[START OF ITEMS]

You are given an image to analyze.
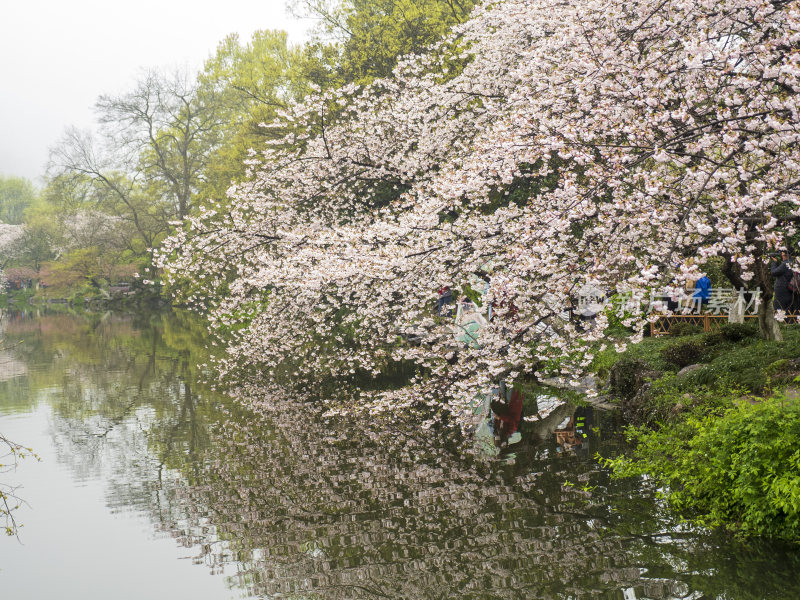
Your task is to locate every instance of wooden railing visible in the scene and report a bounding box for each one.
[650,312,800,337]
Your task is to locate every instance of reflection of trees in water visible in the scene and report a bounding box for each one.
[6,317,800,600]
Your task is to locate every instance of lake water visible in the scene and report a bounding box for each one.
[0,311,800,600]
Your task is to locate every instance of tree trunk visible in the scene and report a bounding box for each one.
[758,292,783,342]
[755,260,783,342]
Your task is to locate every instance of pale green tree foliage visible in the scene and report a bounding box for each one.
[0,175,37,225]
[294,0,476,83]
[198,30,308,200]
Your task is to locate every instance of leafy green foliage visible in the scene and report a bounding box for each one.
[603,394,800,542]
[661,340,705,367]
[0,176,38,225]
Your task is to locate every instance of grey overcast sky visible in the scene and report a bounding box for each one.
[0,0,312,185]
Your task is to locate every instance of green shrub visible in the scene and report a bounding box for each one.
[601,395,800,543]
[669,321,703,337]
[661,340,705,368]
[719,323,758,342]
[608,357,659,398]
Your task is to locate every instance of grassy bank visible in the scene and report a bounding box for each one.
[593,325,800,543]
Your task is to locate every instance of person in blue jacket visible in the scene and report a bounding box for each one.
[692,275,711,304]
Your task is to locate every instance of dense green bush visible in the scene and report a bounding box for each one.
[719,323,758,342]
[603,394,800,543]
[608,358,659,398]
[669,321,703,337]
[661,340,705,367]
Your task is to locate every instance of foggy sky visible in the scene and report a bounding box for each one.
[0,0,312,185]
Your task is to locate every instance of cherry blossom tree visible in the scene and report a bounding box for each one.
[160,0,800,417]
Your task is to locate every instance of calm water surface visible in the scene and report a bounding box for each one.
[0,313,800,600]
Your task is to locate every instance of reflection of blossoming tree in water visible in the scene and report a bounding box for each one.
[0,310,35,535]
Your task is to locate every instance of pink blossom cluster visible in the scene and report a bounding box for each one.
[160,0,800,416]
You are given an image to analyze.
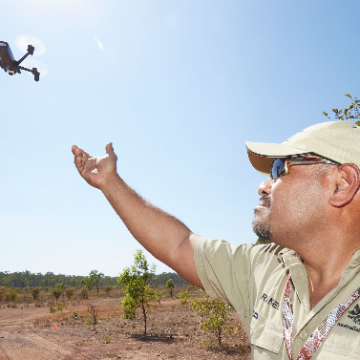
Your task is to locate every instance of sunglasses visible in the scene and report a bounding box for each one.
[270,156,340,181]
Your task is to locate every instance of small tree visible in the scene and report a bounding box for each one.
[65,287,74,300]
[166,279,175,298]
[104,284,113,296]
[31,288,40,300]
[79,287,89,300]
[88,270,104,292]
[51,288,62,301]
[85,304,99,330]
[179,290,238,346]
[323,94,360,126]
[118,250,162,335]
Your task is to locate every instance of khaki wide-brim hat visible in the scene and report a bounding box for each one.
[245,120,360,175]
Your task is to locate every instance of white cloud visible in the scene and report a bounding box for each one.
[15,35,46,55]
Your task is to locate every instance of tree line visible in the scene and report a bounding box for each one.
[0,270,189,289]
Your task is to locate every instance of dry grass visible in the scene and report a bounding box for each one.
[0,293,250,360]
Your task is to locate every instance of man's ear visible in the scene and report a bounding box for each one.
[330,164,360,207]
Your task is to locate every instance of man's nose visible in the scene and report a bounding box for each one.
[258,178,273,196]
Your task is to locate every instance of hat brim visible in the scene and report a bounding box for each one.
[245,141,309,176]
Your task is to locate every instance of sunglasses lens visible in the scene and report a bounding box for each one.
[270,159,286,180]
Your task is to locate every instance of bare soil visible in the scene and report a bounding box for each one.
[0,298,250,360]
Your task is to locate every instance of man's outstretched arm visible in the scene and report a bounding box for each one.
[72,143,202,287]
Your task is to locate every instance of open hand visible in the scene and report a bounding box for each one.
[71,143,117,189]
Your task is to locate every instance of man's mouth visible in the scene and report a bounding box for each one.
[257,196,270,207]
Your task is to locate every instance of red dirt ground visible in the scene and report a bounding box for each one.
[0,299,250,360]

[END OF ITEMS]

# EXERCISE PROMPT
Leave the pictures out and reproduce all of the records exactly.

# FULL SOLUTION
You are given an image to analyze.
Your task is to locate every instance of wooden railing visible in the scene and report a bounding box for each one.
[650,312,800,337]
Your task is to locate every instance of reflection of trees in water visible in the scene and report a bounding box for each one.
[6,317,800,600]
Your task is to locate every instance of lake water visible in the scene and report a bounding box for each one.
[0,311,800,600]
Your task is to locate every instance of tree trunk visible in the scene and report a bounding box for each one.
[758,292,783,342]
[755,260,783,342]
Your task is to locate every instance of pale green tree foliage visible in the scene and report a bounding box for each one.
[0,175,37,225]
[294,0,476,83]
[198,30,308,200]
Your task is to locate every instance of leafy green foliage visible in the scene and report a bounding box for each one.
[603,394,800,542]
[661,340,705,367]
[0,176,38,225]
Your task is to locate every instance of grey overcast sky visible in the scene and report a bounding box for each one.
[0,0,312,185]
Your task is to locate every instance of green shrub visible in the scene and report a bounding box for each one.
[601,395,800,543]
[669,321,703,337]
[661,340,705,368]
[719,323,758,342]
[608,357,659,398]
Your task is to locate every instance of grassy bank visible in the scene and report a bounding box for each one.
[593,325,800,543]
Your task is to locate every instance of person in blue jacket visible in the scene and report a bounding box for each one.
[692,275,711,304]
Your task is to locate every instance of dense green bush visible in the scene and report a bounding box for each one.
[719,323,758,342]
[603,394,800,543]
[608,358,659,398]
[669,321,703,337]
[661,340,705,367]
Your task is to locate every instance of foggy sky visible in the scene and report a bounding box for each one.
[0,0,312,185]
Your task is to locate every instance of cherry blossom tree visible in the scene and report a bounding box for each one.
[160,0,800,417]
Your task is to locate every instance of calm water surface visible in the scene and report a bounding box for each one.
[0,313,800,600]
Your task is to locate every instance of reflection of blossoming tree in water visible in the scene and report a bounding box for each one.
[0,310,35,535]
Your task is to locate every instance of pink blossom cluster visible in the scene and report a bounding box for each one.
[160,0,800,416]
You are given an image to analyze.
Your task is to locate every instance of sunglasses visible in the scene and report a bounding box for each one.
[270,156,340,181]
Your task is to locate every instance of small tree visible in the scene and report a bounding box for each one.
[65,287,74,300]
[166,279,175,298]
[104,284,113,296]
[31,288,40,300]
[79,287,89,300]
[88,270,104,292]
[51,288,62,301]
[85,304,99,330]
[179,290,238,346]
[323,94,360,126]
[118,250,162,335]
Your task is to locate every instance of khaki wide-brim hat visible in the scene and report a bounding box for each one.
[245,120,360,175]
Your task is to locate every instance of white cloud visible in the scene and report a bounding box for each one.
[15,35,46,55]
Your task is to locate every instance of tree line visible in the scene and report a bounding box for each one.
[0,270,189,289]
Your task is to locate every instance of dry grass visible in the scene and report a bounding box for each one.
[0,293,250,360]
Your task is to locate every instance of man's ear visible in the scene and report a bounding box for each one.
[330,164,360,207]
Your task is to locate every instance of man's nose visible in the scene and report a bounding box for each one.
[258,178,273,196]
Your task is to locate every instance of hat brim visible in the scene and report a bounding box for each one.
[245,141,309,176]
Your task is to locate every instance of sunglasses lens visible in the scene and report a bounding box for each one.
[270,159,286,180]
Your task is to locate every instance of bare soil visible in the scene and report a bounding box for each one.
[0,298,250,360]
Your task is to locate every instance of man's outstretched arm visible in the scene and report a bounding box for each one.
[72,143,202,287]
Your task is to locate every instance of open hand visible in the scene and report a bounding box for each one.
[71,143,117,189]
Your task is to locate every instance of man's mouth visible in the scene and report a bounding box for each one.
[257,196,270,207]
Your task is to locate every instance of red dirt ground visible in the scene and report a bounding box for each one.
[0,299,250,360]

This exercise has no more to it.